++++ TASK DATA ++++

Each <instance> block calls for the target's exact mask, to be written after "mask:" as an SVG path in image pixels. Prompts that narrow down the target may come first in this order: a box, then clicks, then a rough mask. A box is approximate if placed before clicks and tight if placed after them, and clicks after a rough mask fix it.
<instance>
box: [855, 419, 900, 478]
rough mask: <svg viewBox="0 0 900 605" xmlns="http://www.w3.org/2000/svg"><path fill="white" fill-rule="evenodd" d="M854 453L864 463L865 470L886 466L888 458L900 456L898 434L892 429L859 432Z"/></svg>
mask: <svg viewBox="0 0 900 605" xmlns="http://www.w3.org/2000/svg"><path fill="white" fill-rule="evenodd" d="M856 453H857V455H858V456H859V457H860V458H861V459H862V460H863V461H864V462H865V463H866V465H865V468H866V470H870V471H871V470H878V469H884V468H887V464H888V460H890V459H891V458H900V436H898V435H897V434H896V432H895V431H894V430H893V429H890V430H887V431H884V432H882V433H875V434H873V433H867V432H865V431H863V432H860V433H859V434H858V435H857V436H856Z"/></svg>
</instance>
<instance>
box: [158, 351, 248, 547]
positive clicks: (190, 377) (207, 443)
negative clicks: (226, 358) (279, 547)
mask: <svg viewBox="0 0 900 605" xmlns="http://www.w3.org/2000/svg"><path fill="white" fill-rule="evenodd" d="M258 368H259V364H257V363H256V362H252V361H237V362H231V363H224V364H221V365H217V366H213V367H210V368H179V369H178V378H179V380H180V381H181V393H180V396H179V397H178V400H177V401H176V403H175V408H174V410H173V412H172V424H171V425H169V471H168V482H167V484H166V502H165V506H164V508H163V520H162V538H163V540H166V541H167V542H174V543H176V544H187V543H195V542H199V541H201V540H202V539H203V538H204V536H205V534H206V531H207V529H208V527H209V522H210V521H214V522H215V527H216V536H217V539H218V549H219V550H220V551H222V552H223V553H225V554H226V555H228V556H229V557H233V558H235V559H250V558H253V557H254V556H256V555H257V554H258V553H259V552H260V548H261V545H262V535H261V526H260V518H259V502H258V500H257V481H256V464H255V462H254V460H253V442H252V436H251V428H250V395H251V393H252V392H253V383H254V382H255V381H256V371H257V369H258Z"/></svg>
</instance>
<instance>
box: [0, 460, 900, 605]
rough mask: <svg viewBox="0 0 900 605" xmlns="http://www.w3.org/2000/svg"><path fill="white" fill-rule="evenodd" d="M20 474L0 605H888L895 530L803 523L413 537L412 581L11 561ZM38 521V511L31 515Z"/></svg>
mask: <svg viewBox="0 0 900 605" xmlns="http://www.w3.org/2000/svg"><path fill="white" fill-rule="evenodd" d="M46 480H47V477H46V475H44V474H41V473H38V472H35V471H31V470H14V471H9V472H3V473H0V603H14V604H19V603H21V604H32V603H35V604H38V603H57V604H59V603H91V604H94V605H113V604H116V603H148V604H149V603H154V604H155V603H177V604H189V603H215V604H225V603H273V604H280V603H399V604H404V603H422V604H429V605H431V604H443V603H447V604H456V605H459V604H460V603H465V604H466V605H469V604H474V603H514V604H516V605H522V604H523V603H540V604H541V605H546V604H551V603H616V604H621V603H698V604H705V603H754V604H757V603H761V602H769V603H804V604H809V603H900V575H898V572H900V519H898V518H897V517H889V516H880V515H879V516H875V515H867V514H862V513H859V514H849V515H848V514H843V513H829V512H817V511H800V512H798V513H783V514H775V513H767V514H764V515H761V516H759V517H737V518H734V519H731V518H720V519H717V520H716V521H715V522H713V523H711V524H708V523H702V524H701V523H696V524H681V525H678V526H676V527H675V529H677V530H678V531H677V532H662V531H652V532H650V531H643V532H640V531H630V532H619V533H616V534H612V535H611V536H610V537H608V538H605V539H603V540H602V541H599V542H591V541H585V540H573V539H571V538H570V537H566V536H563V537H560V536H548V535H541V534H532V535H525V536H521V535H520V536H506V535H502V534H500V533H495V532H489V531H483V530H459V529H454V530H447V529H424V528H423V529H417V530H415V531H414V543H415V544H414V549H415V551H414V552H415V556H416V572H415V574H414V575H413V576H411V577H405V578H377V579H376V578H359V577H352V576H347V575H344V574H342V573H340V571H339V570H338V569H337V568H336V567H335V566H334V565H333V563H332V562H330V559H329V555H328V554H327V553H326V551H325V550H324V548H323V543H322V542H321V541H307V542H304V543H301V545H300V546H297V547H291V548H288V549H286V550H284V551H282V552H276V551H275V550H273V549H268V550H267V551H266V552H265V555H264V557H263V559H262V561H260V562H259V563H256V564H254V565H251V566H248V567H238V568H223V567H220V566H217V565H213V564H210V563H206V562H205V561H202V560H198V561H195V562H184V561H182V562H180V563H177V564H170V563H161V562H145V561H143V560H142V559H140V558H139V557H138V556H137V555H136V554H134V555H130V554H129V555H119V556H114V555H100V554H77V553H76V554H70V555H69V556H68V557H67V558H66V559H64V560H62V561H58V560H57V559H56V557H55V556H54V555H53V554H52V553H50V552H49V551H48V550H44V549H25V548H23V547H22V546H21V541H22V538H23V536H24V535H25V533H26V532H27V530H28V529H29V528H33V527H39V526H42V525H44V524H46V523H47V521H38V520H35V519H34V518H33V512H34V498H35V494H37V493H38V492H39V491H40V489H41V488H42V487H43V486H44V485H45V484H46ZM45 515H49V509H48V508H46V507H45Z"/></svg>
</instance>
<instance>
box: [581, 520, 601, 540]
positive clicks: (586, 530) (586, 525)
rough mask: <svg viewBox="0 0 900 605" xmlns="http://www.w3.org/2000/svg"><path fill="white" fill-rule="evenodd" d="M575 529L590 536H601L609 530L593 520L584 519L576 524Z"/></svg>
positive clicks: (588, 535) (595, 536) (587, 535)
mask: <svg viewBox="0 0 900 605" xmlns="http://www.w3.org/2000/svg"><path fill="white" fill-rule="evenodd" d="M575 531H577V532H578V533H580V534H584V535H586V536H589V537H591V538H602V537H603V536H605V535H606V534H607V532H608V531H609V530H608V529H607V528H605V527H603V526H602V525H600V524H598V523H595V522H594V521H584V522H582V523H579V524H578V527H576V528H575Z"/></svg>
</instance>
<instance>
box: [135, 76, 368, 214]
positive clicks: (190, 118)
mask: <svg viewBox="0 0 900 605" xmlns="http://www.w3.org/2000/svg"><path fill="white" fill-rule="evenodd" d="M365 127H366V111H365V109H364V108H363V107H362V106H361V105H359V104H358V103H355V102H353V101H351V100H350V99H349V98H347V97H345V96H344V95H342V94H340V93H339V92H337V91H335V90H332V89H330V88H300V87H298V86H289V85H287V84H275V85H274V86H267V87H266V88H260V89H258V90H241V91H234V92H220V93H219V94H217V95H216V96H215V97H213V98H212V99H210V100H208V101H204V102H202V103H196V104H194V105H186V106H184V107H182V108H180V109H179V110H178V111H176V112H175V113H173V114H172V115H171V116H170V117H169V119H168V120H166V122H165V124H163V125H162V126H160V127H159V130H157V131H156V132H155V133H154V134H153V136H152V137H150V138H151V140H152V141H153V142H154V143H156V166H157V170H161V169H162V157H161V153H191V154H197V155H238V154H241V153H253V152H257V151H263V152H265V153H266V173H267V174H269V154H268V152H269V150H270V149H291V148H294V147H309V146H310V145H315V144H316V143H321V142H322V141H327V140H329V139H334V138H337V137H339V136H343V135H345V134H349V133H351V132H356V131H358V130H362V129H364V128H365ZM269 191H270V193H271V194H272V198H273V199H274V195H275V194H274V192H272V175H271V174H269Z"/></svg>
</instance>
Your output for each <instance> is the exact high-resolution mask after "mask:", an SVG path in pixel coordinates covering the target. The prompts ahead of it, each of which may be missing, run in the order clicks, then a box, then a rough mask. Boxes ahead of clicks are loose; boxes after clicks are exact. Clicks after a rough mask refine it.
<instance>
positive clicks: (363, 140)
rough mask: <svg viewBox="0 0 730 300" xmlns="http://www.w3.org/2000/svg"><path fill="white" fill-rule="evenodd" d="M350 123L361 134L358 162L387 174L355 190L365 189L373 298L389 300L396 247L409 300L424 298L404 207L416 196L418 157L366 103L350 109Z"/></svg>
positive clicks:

++++

YOUR GOAL: Which lines in the records contain the string "target"? Collect each of them, treating uppercase and lowercase as different.

EXERCISE OUTPUT:
Each <instance> block calls for the target's exact mask, to be written after "mask:" as an SVG path in image pixels. Prompts that narrow down the target may come first in this order: a box, then clicks, then a rough mask. A box is approximate if placed before clicks and tight if placed after them, and clicks after a rough mask fix it.
Your output for each <instance> is the exact high-resolution mask after "mask:", an SVG path in pixel coordinates covering the target. The prompts ahead of it, each of which may be missing, run in the order clicks, then a box, then a rough mask. Boxes ahead of clicks are loose; boxes after clicks are exact. Clicks after a rough mask refine it.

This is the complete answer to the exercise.